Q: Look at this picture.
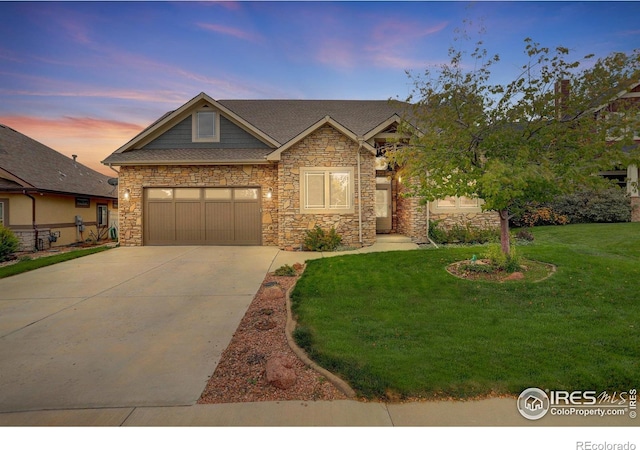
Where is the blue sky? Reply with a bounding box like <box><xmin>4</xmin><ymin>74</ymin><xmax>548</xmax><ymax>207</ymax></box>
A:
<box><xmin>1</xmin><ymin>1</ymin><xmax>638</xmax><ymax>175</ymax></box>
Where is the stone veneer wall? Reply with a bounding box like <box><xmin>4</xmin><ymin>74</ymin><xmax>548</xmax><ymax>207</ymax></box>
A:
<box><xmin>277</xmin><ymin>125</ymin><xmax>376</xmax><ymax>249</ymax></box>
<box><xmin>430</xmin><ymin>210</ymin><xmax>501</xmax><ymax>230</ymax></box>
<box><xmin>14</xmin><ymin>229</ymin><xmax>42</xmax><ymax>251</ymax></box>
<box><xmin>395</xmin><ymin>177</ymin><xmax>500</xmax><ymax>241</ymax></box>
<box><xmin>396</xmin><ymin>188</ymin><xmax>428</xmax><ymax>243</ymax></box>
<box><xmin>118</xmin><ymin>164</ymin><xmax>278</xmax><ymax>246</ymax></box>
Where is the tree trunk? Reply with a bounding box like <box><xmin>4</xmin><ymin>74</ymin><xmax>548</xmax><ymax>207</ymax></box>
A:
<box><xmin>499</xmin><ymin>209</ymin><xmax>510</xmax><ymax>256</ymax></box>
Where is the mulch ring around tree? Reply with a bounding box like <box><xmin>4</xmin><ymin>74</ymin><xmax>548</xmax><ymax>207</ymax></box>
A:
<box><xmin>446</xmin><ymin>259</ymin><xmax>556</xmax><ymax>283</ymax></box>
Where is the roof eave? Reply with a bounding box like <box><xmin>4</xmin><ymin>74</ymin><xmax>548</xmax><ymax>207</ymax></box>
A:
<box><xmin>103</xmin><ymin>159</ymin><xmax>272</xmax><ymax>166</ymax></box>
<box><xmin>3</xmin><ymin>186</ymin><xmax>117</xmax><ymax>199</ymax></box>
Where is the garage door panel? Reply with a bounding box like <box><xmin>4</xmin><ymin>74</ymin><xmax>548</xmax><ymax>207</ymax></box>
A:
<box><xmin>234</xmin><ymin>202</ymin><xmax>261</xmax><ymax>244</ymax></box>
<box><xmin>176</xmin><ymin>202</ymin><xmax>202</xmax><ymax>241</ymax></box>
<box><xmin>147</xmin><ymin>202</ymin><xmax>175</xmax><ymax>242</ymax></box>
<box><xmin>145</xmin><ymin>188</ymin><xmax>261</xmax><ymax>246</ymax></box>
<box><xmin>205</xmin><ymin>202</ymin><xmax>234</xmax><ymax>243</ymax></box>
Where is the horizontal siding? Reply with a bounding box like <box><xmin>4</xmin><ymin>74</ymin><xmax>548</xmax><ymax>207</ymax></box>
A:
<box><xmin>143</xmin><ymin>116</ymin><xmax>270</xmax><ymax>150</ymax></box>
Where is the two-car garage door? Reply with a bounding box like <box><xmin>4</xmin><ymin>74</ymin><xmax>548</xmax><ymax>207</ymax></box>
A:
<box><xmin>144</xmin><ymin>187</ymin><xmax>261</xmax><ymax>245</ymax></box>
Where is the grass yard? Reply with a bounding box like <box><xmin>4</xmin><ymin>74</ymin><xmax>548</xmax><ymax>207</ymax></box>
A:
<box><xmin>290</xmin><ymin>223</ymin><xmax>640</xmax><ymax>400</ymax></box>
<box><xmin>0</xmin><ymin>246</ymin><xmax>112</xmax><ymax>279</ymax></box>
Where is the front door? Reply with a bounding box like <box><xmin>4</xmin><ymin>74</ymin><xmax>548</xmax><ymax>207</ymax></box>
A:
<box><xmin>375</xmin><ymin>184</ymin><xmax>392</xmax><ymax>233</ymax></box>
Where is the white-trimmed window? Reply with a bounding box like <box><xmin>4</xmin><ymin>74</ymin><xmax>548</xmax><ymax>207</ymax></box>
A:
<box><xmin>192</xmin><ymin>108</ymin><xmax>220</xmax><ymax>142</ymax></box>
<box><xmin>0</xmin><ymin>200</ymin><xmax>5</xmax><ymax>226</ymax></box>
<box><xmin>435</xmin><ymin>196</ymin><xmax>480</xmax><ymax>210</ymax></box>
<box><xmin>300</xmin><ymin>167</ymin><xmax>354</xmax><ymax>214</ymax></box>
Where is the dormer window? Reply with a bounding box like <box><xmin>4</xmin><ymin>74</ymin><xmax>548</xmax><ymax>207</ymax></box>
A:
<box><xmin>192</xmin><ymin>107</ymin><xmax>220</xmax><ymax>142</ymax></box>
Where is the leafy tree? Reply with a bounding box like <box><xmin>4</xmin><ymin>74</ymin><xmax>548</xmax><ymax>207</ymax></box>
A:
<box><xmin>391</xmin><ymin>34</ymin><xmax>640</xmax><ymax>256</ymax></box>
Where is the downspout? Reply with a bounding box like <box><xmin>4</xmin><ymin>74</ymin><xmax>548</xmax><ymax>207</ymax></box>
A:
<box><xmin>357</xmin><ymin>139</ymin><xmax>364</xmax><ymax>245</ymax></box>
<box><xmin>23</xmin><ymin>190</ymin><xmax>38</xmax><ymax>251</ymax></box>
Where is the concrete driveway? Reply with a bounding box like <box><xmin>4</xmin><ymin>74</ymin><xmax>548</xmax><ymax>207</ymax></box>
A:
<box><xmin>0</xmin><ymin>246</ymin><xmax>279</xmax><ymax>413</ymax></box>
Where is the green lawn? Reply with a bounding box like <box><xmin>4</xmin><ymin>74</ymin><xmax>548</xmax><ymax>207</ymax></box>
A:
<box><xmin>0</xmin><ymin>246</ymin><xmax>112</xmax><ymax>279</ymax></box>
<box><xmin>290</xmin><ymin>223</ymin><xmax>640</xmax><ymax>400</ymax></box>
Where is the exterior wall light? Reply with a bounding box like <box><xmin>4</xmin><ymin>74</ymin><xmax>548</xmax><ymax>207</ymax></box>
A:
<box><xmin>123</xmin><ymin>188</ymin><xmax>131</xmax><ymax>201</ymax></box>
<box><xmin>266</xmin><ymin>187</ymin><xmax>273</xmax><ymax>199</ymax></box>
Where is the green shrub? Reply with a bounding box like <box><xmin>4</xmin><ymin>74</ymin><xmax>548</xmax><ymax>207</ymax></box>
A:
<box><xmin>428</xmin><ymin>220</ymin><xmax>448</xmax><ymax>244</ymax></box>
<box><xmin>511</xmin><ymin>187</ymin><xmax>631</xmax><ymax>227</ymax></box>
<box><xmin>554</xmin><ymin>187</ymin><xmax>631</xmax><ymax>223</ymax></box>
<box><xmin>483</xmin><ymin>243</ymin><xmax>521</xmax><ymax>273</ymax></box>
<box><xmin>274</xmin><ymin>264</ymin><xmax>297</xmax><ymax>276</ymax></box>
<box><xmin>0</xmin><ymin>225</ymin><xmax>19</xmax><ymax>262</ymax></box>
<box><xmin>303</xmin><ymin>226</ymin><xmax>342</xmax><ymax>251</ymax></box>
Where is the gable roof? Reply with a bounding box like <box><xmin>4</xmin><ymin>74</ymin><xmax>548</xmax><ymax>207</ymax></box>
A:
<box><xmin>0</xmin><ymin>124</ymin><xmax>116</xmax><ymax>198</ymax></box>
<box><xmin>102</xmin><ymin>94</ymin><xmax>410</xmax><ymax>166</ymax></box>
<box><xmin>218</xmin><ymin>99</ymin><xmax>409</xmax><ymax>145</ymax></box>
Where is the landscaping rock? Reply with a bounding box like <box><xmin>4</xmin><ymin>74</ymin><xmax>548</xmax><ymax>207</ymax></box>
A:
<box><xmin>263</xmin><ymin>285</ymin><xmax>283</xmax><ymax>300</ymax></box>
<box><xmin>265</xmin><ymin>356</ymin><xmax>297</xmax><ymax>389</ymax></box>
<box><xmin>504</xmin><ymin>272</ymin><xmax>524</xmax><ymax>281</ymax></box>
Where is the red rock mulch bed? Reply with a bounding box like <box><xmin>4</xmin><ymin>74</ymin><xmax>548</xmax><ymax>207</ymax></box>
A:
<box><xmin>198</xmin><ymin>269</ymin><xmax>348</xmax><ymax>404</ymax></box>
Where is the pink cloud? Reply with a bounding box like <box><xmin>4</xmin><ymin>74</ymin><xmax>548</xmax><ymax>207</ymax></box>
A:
◆ ◆ ◆ ◆
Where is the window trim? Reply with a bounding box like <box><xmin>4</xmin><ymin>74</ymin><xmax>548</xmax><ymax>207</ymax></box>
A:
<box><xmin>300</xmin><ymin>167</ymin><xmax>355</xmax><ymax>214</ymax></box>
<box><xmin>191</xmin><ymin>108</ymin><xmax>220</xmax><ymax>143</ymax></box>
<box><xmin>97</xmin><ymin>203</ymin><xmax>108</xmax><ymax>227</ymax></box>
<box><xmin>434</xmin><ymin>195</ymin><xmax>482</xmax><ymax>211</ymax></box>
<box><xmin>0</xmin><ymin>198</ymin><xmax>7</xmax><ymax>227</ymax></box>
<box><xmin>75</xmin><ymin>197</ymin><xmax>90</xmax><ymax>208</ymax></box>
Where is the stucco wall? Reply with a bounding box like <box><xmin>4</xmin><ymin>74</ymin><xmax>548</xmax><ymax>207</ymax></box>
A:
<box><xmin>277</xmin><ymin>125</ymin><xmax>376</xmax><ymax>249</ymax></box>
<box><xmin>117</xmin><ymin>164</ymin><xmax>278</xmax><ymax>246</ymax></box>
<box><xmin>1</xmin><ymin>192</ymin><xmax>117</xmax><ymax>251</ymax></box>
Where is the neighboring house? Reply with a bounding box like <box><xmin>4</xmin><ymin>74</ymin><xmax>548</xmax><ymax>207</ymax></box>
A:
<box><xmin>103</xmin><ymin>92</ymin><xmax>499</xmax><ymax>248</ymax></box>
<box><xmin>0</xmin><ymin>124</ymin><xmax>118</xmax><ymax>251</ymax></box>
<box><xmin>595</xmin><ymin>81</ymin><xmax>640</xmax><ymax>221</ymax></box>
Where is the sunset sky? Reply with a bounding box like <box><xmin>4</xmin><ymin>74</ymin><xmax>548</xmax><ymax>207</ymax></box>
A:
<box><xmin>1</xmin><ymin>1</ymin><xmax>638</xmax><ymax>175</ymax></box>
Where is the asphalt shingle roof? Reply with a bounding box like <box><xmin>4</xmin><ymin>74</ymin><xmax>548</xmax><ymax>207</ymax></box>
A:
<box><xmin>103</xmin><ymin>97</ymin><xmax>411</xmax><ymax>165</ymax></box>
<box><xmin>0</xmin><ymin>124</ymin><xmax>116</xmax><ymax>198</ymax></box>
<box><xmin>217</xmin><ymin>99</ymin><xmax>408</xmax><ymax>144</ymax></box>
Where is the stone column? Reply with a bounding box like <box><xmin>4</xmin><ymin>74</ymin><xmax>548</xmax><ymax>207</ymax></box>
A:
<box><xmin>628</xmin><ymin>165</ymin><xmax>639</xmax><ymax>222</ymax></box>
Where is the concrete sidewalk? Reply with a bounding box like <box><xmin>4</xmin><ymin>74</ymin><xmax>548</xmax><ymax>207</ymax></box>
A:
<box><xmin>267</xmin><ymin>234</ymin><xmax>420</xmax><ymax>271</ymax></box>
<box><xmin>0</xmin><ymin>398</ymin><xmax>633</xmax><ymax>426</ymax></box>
◆ ◆ ◆ ◆
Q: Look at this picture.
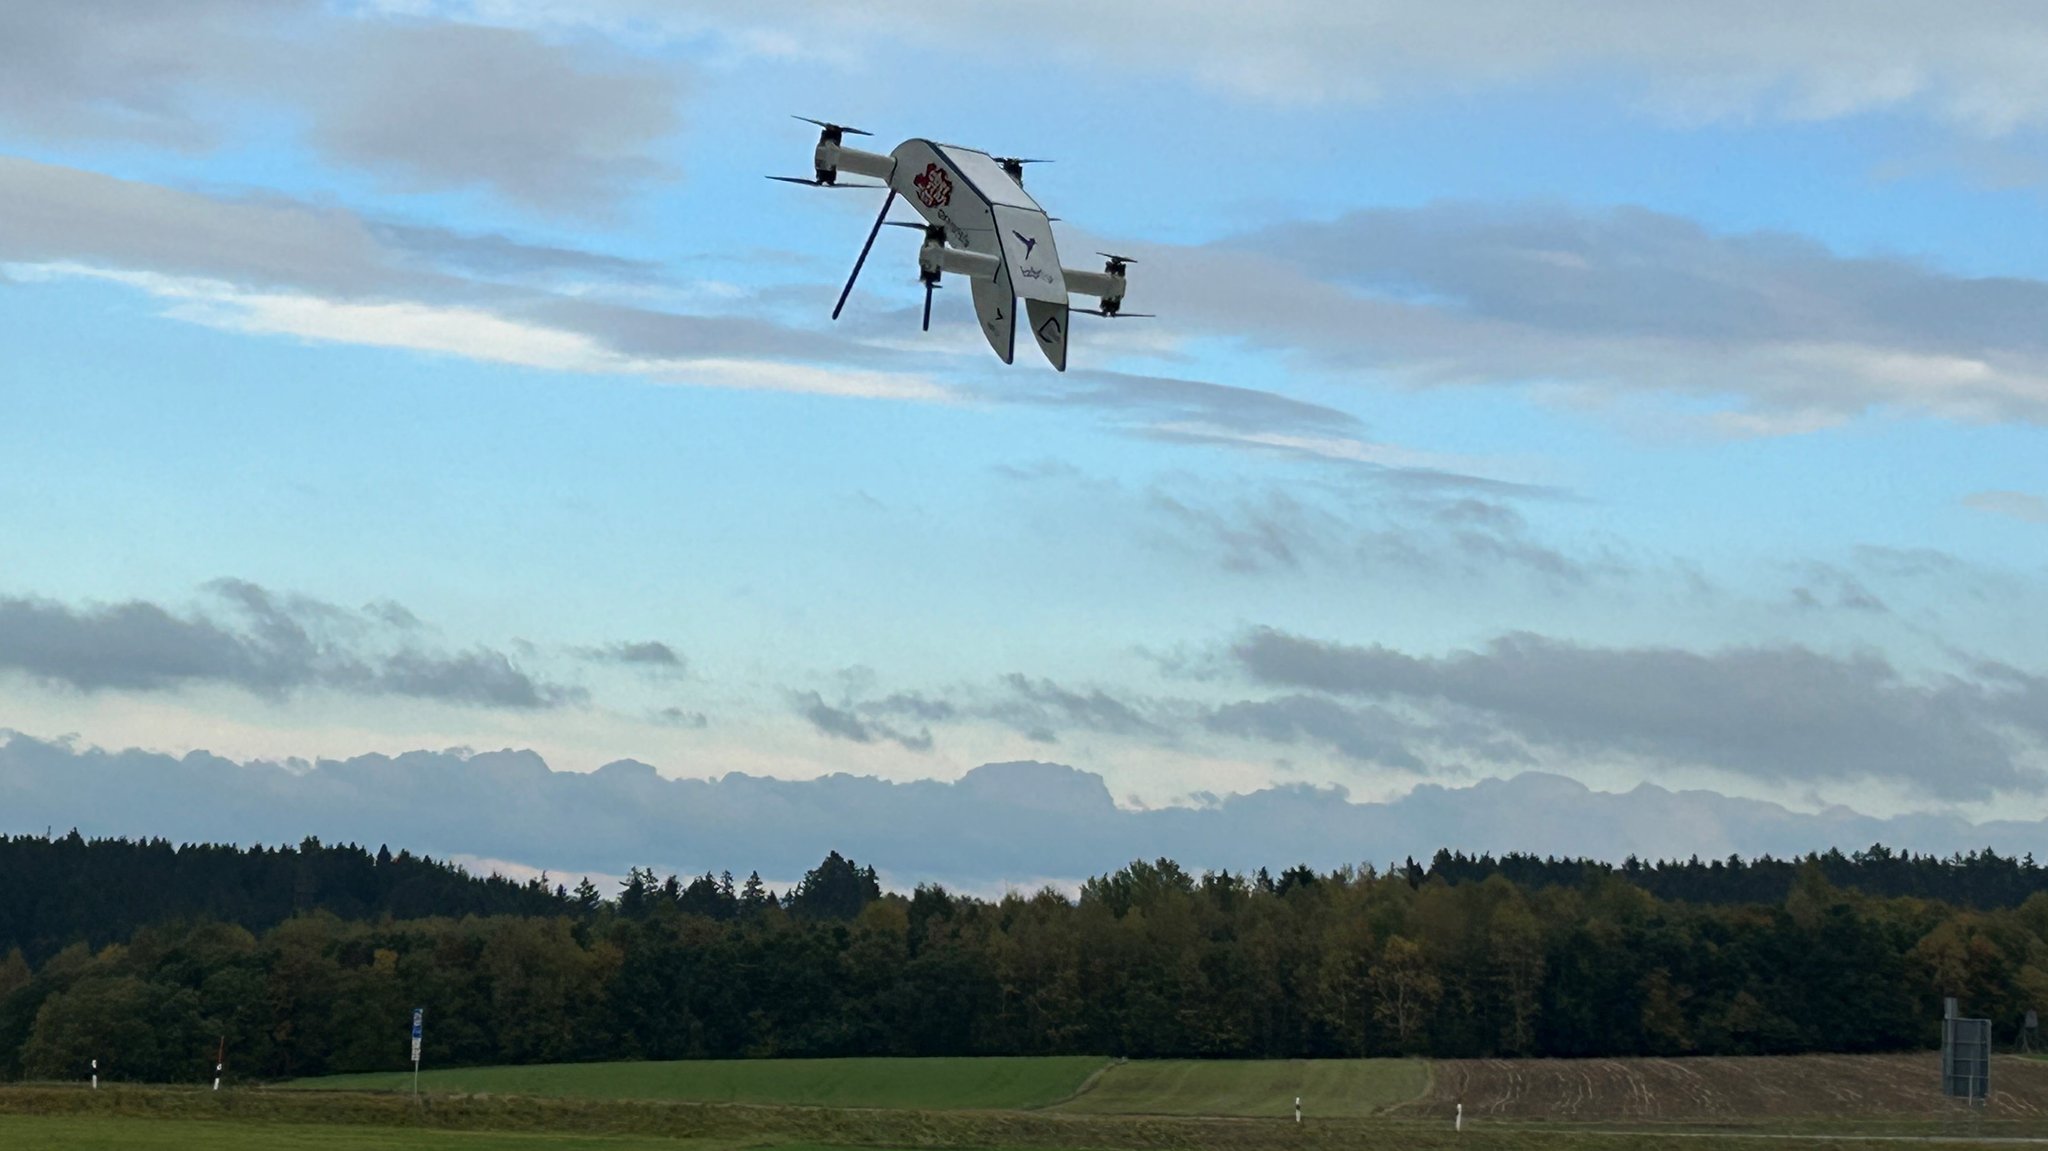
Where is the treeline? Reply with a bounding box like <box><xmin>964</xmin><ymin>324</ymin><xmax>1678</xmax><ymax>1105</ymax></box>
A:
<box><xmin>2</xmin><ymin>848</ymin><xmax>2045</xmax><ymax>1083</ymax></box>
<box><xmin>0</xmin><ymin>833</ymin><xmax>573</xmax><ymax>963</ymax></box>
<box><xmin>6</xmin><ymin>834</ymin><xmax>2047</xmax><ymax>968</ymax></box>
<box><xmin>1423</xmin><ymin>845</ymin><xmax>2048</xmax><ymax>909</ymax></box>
◆ ◆ ◆ ◆
Your instructions: Search the entries for "mulch" and copy each matching line.

Result below:
Where is the mulch ring around tree? Reply with a bounding box like <box><xmin>4</xmin><ymin>74</ymin><xmax>548</xmax><ymax>207</ymax></box>
Where is the red rock mulch bed? Reply with a bounding box like <box><xmin>4</xmin><ymin>74</ymin><xmax>548</xmax><ymax>207</ymax></box>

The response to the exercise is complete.